Present the lines below as a numbered list, omitting any blank lines.

Records from a data collection:
-.-.-

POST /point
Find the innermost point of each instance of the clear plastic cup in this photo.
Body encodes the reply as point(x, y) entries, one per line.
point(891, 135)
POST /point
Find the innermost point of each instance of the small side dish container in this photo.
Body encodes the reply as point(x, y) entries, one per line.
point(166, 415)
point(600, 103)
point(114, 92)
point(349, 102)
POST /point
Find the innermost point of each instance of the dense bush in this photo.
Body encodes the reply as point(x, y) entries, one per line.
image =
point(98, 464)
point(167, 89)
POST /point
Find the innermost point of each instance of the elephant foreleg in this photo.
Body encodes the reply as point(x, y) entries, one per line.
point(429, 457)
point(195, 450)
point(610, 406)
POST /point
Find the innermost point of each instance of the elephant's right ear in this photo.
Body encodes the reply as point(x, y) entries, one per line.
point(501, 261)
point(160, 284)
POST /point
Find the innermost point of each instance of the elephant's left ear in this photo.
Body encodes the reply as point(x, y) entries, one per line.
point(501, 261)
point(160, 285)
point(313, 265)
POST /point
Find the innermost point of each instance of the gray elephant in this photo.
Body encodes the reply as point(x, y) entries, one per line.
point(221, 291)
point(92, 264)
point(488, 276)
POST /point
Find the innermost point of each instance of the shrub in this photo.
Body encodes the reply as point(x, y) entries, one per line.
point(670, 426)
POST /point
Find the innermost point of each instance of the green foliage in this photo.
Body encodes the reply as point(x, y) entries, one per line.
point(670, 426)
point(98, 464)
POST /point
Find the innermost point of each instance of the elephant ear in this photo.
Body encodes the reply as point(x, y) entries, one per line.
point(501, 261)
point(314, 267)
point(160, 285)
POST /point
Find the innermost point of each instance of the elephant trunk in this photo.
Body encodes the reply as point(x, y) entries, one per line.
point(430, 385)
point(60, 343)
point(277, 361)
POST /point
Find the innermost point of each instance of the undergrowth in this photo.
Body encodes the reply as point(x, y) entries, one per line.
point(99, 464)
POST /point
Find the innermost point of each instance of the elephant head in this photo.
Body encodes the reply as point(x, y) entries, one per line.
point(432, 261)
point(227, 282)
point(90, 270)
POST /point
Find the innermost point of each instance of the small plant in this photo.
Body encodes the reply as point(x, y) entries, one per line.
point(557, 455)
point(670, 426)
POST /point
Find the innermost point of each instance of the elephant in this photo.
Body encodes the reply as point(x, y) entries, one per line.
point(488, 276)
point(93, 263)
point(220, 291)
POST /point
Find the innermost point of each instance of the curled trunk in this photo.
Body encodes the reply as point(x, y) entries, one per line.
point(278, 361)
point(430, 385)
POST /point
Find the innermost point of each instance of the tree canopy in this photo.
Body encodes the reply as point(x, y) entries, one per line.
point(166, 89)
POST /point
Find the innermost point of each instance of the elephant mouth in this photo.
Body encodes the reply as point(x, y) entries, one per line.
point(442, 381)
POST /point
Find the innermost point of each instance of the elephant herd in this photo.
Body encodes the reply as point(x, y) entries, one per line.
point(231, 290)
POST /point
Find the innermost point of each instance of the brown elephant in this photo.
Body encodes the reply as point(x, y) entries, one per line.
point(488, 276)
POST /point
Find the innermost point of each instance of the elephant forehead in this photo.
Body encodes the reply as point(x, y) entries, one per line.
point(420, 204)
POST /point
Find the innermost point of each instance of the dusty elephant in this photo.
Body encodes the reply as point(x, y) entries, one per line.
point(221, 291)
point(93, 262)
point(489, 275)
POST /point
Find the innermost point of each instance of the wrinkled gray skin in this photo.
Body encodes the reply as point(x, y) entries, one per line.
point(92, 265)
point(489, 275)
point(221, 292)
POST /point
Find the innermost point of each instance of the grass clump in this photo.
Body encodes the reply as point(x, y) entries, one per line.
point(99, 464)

-.-.-

**RESULT BELOW:**
1. POST /point
2. Find the innermost point of each instance of the clear plastic cup in this photo.
3. Body encodes the reply as point(x, y) entries, one per line.
4. point(891, 135)
5. POST /point
6. Find the innermost point of each instance of the small side dish container in this photo.
7. Body encodes the reply as point(x, y) entries, one per line.
8. point(166, 415)
9. point(600, 103)
10. point(114, 92)
11. point(349, 102)
12. POST /point
13. Find the innermost point of each instance of the dense bush in this photo.
14. Body encodes the reply as point(x, y) entries, one per line.
15. image =
16. point(98, 464)
17. point(167, 89)
18. POST /point
19. Find the innermost point of each instance of the elephant foreleg in this photo.
20. Body encodes the reply as point(x, y) entries, one per line.
21. point(429, 457)
22. point(195, 450)
23. point(610, 406)
24. POST /point
25. Find the innermost point of each instance of the elephant's right ear in this photo.
26. Body encodes the reply as point(x, y) entries, one per line.
27. point(501, 261)
28. point(160, 284)
29. POST /point
30. Find the innermost point of each instance of the elephant's left ear in this photo.
31. Body encodes the reply as point(x, y) entries, one per line.
32. point(501, 261)
33. point(160, 285)
34. point(313, 265)
35. POST /point
36. Find the innermost point of each instance of the gray elephant in this photo.
37. Body encodes the reply as point(x, y) entries, one per line.
38. point(221, 291)
39. point(92, 264)
40. point(488, 276)
41. POST /point
42. Find the innermost point of each instance of the shrub in this photo.
43. Body encodes the reply as point(x, y) entries, one per line.
44. point(670, 426)
45. POST /point
46. Find the innermost point of each instance of the green foliage in this photo.
47. Body encodes the reply as point(x, y) entries, one per line.
48. point(670, 426)
49. point(98, 464)
50. POST /point
51. Find the innermost point of each instance of the elephant ear in this photo.
52. Body encodes the reply as point(x, y) entries, one per line.
53. point(501, 261)
54. point(314, 267)
55. point(160, 285)
56. POST /point
57. Find the innermost point of each instance of the elephant trunk in this photo.
58. Body encodes the reply as point(x, y) entries, one per line.
59. point(430, 385)
60. point(60, 343)
61. point(277, 361)
62. POST /point
63. Find the innermost point of each instance of the undergrowth in this photo.
64. Body encodes the reply as point(x, y) entries, one per line.
65. point(99, 464)
66. POST /point
67. Find the innermost point of each instance of the elephant head in this photo.
68. Body encodes the reply as point(x, y) entries, one per line.
69. point(432, 261)
70. point(227, 282)
71. point(90, 270)
72. POST /point
73. Find the innermost point of each instance of the small plant in this photo.
74. Body encodes the reply as point(x, y) entries, one per line.
75. point(557, 455)
76. point(670, 426)
77. POST /point
78. Find the innermost point of each instance of the elephant in this photo.
79. Body encodes the reply as point(x, y) entries, one per line.
80. point(488, 276)
81. point(93, 263)
82. point(220, 291)
83. POST /point
84. Find the innermost point of each instance of the curled trunk in this photo.
85. Body encodes the reply as point(x, y) entries, one per line.
86. point(278, 361)
87. point(430, 385)
88. POST /point
89. Find the innermost point of each instance of the tree canopy in this photo.
90. Body encodes the reply as point(x, y) entries, one per line.
91. point(166, 89)
92. POST /point
93. Find the innermost point of each instance of the elephant mouth in this photo.
94. Body encodes the reply as point(x, y) entries, one per line.
95. point(442, 381)
96. POST /point
97. Find the innermost point of each instance of the elephant herd in this photo.
98. Body encodes the reply as point(x, y) entries, one per line.
99. point(231, 290)
100. POST /point
101. Find the innermost point of each instance of the brown elephant in this photo.
102. Body encodes the reply as point(x, y) entries, one per line.
103. point(488, 276)
104. POST /point
105. Find the innermost point of each instance of the elephant forehead in this photo.
106. Body encodes the reply as point(x, y) entries, one per line.
107. point(420, 204)
108. POST /point
109. Find the innermost point of each instance of the dusty elephant in this photo.
110. Body encodes the reply as point(x, y) entries, one per line.
111. point(221, 291)
112. point(93, 262)
113. point(489, 275)
114. POST /point
115. Find the innermost point of each instance of the wrinkled gray skin in this photo.
116. Body encodes the reply as point(x, y) entries, one per line.
117. point(92, 265)
118. point(489, 275)
119. point(221, 292)
120. POST /point
121. Find the innermost point of each instance of the grass clump in this photo.
122. Body encodes the reply as point(x, y) entries, one per line.
123. point(99, 464)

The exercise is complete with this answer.